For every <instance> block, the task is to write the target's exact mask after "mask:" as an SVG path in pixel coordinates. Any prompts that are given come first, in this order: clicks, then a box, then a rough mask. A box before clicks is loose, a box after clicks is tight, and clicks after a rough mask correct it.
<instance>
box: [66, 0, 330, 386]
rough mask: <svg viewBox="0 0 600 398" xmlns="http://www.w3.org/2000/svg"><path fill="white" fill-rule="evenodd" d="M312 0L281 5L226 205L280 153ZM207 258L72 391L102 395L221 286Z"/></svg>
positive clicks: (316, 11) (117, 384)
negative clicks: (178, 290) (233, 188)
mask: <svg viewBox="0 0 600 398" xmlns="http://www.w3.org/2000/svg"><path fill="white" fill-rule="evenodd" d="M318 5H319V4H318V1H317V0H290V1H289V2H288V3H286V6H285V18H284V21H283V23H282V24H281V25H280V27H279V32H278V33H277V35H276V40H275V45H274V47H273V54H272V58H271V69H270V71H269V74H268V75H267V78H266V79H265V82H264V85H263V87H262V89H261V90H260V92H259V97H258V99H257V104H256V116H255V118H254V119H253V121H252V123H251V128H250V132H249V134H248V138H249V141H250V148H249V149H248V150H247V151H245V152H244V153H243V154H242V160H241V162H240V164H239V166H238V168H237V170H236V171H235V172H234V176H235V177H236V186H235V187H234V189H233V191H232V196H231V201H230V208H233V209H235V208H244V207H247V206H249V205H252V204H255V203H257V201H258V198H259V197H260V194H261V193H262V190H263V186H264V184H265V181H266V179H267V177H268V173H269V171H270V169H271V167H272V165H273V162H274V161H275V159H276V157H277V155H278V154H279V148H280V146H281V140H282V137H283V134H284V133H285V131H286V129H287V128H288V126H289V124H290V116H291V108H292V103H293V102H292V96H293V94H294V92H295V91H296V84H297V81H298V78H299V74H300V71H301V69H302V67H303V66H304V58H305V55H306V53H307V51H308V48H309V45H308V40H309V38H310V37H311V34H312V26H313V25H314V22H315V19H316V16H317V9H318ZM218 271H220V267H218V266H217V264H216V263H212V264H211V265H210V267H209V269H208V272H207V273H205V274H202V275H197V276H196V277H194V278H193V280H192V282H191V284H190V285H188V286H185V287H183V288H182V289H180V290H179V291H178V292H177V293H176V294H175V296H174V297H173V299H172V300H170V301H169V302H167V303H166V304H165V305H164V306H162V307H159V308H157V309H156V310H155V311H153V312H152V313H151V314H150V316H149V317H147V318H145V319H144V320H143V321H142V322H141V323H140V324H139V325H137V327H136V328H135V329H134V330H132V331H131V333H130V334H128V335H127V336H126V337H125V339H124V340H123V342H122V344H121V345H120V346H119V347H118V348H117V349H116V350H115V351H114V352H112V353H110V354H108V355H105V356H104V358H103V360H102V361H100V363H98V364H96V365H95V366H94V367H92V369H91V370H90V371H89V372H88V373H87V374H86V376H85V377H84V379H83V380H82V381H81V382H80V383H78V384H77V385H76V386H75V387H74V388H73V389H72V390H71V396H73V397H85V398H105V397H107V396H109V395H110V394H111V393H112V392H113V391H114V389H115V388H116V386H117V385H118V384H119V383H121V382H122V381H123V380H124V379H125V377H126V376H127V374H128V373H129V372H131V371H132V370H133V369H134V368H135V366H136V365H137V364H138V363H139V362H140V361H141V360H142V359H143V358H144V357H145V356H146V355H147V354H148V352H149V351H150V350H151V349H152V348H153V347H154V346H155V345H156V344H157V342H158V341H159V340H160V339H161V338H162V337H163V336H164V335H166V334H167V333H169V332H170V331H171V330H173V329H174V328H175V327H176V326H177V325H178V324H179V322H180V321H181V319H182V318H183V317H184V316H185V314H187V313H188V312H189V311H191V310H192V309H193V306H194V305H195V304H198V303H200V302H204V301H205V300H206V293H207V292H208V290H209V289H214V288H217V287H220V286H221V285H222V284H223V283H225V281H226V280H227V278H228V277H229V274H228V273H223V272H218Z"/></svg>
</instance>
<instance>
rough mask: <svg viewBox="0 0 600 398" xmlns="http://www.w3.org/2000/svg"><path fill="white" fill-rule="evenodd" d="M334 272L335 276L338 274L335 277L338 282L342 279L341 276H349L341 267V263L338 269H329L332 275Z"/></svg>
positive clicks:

...

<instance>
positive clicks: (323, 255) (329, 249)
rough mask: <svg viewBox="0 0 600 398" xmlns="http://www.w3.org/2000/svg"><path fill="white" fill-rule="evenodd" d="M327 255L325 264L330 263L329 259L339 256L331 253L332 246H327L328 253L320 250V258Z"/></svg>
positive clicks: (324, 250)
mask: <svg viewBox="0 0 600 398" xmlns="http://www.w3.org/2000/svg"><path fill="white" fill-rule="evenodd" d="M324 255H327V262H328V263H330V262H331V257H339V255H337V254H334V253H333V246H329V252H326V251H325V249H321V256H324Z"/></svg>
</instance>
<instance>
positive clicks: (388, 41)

DESCRIPTION OF THE TASK
Copy back the listing above exactly, but only from the line with "For every <instance>" through the line with "box: [66, 0, 330, 386]", both ends included.

OUTPUT FOR THIS TASK
For every <instance> block, the task is to write the target's exact mask after "mask:" as an SVG path in pixel coordinates. Any prompts that are given come first, in this order: clicks, then a box, then a rough mask. A box before clicks is loose, a box after clicks is tight, and clicks after a rough mask correct it.
<instance>
box: [66, 0, 330, 386]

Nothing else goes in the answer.